Aim of the task: In the data below, change every "pixel coordinates" to "image coordinates" and leave all other text as it is. Omit the pictures from your answer.

Materials provided:
>> Begin

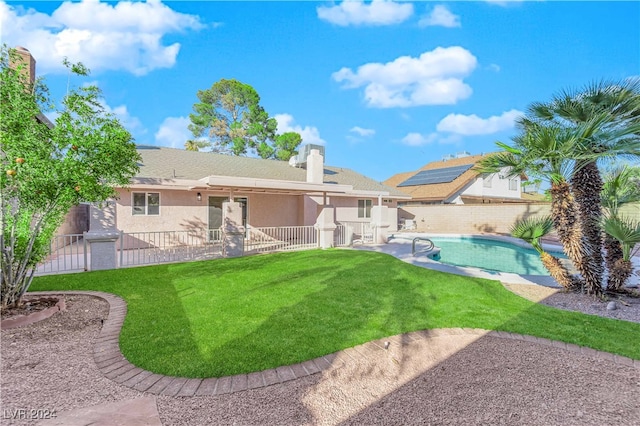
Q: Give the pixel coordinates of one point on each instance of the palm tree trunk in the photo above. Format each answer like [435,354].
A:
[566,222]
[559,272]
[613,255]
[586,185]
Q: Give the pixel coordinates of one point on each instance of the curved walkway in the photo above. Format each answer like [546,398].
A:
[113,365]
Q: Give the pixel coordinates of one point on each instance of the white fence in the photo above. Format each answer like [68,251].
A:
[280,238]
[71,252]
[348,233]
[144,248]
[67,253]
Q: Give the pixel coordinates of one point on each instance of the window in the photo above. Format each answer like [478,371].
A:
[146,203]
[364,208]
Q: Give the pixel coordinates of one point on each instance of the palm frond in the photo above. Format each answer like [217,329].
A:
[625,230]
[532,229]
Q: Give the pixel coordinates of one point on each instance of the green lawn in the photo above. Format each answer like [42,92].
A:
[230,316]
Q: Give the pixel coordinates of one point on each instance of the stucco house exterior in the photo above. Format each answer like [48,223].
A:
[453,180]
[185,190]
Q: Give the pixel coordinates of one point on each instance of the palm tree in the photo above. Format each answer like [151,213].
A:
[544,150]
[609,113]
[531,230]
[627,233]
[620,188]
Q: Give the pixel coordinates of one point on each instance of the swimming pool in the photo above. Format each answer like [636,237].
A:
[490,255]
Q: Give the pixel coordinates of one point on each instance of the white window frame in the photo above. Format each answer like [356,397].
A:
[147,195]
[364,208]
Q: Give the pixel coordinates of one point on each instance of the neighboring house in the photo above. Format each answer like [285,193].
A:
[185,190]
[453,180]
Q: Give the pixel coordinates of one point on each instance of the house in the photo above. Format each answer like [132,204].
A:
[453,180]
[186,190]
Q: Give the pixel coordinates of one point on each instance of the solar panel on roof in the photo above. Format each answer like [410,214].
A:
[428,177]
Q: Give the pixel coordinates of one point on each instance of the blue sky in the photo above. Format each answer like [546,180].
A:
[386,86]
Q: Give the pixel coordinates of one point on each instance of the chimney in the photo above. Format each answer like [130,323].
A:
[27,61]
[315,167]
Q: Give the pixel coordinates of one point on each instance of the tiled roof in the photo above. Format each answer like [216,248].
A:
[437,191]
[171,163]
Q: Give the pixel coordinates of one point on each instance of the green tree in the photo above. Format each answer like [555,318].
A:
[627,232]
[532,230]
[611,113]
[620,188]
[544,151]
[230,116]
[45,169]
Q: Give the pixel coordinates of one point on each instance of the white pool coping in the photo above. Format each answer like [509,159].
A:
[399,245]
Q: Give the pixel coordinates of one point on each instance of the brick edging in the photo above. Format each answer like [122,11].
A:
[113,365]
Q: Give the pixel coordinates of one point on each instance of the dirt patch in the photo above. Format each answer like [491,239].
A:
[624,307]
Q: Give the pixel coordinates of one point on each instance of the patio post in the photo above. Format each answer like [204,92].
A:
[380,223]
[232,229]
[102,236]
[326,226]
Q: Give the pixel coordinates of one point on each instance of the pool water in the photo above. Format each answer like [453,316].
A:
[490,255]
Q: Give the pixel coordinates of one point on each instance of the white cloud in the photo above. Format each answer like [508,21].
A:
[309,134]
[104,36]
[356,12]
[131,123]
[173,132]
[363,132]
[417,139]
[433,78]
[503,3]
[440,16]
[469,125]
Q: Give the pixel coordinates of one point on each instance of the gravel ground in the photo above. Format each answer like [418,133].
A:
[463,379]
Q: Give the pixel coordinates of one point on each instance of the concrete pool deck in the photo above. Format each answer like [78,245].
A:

>> End

Worked answer:
Q: Give the image coordinates of one point on each instance of the palm tree trunk in the photo above. Format each answer like [435,354].
A:
[566,222]
[559,272]
[613,255]
[586,185]
Q: Give the image coordinates of one point on each instance of the curved walkway in the photo above. Format each answer like [546,398].
A:
[113,365]
Q: Give the image coordinates of one point on each instance of the white fence in the photo above. Format each answer like [68,251].
A:
[280,238]
[71,252]
[348,233]
[144,248]
[67,253]
Q: Give the image coordinates of one point on each instance of the window in the photo above. Format each answer like [478,371].
A:
[146,203]
[364,208]
Q: Give the image coordinates of one point on each instance of the palm frond in the photo above. Format each answer like [217,329].
A:
[625,230]
[532,229]
Q: Give the image coordinates of one point on each instance of the green lawn in the photo above. Format each answer like [42,92].
A:
[230,316]
Q: Give the image coordinates of one point on each instance of the stucco house exterior in the photo above. Format each answer like [48,223].
A:
[453,180]
[185,190]
Q: Give the image coordinates of one point on each instance of the palm tree in the photo above. Format each answer like [151,213].
A:
[544,150]
[609,113]
[531,230]
[627,233]
[620,188]
Q: Give the image coordinates of one point on each instance of the swimming pool in the photo above. Format each answer like [636,237].
A:
[490,255]
Q: Give the image coordinates of one point on each instance of the white window frame in the photo above. Format each answer like [356,397].
A:
[147,195]
[364,208]
Q: Give the image coordinates of one point on each instance of the neighboring house in the photo above. Format each answer like [285,193].
A:
[185,190]
[453,180]
Q: Give the image coordinates of one point on each instance of the house in the photo above. Format each answer like [132,204].
A:
[453,180]
[186,190]
Q: Give the image coordinates of one point on each instance of the solar panel on roof in the photo above. Format each answer like [410,214].
A:
[428,177]
Q: Give the image coordinates of one point on each instance of the blue sky in the photo above. Format each answer like [546,180].
A:
[386,86]
Q: Give the image coordinates of one point on each instance of the chimney in the photo above. Format each answer like [130,323].
A:
[27,61]
[315,167]
Q: Give the image coordinates of one point on each instance of the tiled roof in the photo above. Format each answer like [216,248].
A:
[437,191]
[171,163]
Q: Give the image coordinates of one point on each instance of the green tree in the photo above. Format each answer like [555,318].
A:
[627,232]
[532,230]
[611,113]
[620,188]
[544,151]
[230,116]
[45,169]
Q: Give the image coordinates of one point on each instance of the white pool coping in the photo above. Format each answer like [509,159].
A:
[399,245]
Q: Give the image coordinates of one point on each instance of the brick edging in the photo above. Format each answer like [122,11].
A:
[113,365]
Q: Give the image coordinates of one point on each instance of the dirt patch in the photo above. Format each answer like [491,239].
A:
[624,307]
Q: Give the image coordinates of one point on each instance of the patio post in the photo above. Format each answer like [204,92].
A:
[380,223]
[232,229]
[102,236]
[326,226]
Q: Give the image coordinates of one point on each instance of the pool water in the photo above. Format each answer like [453,316].
A:
[490,255]
Q: Give the image coordinates of one point on each instance of the white cloud in the photo above. Format each answer like [508,21].
A:
[309,134]
[104,36]
[356,12]
[131,123]
[173,132]
[363,132]
[417,139]
[433,78]
[503,3]
[440,16]
[469,125]
Q: Give the image coordinates of one point on each instance of the gravel ground in the photo above. Format each answer like [418,133].
A:
[463,379]
Q: Give the image coordinates of one point on each instance of the concrete pool deck in the photo above. Format each answer like [78,245].
A:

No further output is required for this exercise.